:: Dataset records

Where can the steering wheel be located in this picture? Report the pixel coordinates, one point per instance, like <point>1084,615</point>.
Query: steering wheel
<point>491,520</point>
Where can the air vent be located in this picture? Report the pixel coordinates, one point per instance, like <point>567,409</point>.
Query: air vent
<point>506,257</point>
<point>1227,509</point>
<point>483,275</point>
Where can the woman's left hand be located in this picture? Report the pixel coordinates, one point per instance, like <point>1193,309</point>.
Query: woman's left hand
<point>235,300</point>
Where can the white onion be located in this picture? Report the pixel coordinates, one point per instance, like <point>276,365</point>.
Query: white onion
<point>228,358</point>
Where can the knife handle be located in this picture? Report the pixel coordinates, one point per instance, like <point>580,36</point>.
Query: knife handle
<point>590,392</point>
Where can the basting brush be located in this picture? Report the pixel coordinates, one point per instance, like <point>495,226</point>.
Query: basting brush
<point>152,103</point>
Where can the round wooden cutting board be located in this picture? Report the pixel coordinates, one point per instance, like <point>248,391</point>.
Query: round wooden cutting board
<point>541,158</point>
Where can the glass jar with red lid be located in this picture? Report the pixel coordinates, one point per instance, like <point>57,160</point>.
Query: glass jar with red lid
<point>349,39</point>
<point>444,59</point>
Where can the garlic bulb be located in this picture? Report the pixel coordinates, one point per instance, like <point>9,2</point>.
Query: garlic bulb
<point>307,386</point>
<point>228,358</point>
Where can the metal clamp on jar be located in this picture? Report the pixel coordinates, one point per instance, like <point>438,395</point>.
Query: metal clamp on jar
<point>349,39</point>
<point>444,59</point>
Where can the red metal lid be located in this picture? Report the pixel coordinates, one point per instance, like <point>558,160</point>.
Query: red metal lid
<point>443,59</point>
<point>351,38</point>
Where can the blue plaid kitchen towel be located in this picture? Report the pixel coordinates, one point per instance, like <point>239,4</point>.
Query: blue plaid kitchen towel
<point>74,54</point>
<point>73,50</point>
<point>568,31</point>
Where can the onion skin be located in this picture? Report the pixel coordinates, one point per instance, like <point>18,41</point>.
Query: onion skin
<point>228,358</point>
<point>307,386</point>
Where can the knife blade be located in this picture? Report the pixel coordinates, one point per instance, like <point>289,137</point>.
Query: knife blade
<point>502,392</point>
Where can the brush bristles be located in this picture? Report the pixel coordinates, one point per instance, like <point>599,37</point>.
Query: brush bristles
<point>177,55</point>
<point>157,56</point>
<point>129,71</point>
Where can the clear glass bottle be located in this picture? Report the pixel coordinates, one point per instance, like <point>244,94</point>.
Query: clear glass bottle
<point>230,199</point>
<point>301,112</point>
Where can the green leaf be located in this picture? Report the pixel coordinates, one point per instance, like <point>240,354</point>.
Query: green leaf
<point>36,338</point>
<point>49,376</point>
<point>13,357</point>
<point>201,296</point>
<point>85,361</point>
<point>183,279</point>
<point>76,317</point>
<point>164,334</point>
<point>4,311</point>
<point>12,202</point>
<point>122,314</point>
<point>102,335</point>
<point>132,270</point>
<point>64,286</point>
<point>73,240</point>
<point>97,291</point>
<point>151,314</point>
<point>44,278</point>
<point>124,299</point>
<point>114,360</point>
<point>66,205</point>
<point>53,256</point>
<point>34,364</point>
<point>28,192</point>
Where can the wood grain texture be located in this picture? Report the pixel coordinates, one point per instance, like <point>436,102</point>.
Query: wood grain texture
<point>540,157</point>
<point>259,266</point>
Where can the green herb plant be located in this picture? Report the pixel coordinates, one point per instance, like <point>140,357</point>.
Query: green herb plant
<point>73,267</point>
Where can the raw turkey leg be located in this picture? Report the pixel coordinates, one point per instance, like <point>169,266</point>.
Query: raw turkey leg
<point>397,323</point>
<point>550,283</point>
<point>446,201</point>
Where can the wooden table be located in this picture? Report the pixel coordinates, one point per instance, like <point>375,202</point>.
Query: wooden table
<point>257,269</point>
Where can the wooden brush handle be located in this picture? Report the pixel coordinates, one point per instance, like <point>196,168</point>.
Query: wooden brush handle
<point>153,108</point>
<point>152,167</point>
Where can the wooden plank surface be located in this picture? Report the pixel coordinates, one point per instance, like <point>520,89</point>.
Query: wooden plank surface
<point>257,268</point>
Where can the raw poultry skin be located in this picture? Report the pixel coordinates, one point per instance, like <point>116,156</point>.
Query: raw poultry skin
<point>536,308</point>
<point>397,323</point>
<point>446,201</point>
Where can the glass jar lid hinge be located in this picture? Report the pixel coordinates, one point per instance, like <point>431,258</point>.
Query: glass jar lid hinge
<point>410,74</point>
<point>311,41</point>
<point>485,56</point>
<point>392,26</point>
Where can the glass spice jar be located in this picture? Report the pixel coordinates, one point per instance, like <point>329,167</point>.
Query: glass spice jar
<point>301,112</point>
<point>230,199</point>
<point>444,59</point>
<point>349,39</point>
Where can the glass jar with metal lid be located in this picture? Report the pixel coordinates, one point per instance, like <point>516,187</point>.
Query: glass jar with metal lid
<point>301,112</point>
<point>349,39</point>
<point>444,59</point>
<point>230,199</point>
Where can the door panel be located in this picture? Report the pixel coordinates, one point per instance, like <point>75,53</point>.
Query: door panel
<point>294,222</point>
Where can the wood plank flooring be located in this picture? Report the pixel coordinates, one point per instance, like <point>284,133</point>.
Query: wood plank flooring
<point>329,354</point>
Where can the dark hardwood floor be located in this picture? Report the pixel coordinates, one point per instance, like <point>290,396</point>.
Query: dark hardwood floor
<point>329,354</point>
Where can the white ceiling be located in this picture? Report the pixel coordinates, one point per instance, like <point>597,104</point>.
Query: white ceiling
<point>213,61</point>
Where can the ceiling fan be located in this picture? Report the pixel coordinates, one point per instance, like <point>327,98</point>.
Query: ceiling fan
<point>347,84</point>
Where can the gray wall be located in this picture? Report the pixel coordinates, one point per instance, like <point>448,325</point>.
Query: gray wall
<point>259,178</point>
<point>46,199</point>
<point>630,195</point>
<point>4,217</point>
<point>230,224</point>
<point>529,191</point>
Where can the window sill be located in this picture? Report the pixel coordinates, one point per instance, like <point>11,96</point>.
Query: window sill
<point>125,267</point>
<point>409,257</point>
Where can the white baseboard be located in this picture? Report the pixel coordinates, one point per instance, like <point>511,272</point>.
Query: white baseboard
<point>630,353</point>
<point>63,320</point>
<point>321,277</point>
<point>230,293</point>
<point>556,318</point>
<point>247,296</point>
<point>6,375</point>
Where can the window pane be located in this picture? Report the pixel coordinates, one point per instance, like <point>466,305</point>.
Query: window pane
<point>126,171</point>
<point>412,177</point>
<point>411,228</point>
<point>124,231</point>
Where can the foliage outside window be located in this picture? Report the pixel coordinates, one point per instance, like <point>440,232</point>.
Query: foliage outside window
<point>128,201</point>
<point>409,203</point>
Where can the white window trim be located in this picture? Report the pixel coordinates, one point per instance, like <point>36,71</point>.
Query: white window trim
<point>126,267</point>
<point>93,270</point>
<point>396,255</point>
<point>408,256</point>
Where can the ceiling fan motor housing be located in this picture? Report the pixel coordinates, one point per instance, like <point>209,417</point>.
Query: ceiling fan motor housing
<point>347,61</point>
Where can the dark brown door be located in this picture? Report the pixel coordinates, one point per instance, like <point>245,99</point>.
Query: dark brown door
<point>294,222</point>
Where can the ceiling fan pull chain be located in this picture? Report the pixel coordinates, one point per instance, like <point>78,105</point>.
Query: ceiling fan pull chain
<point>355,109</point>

::::

▶ **Stated problem**: Could you copy out the items above word for word, starting at the line containing "Where can the woman's" and ending at the line containing "<point>235,300</point>"?

▶ **Finished answer**:
Where can the woman's left hand be located in this picture? Report the pixel coordinates, one point per instance, like <point>1193,309</point>.
Query: woman's left hand
<point>235,300</point>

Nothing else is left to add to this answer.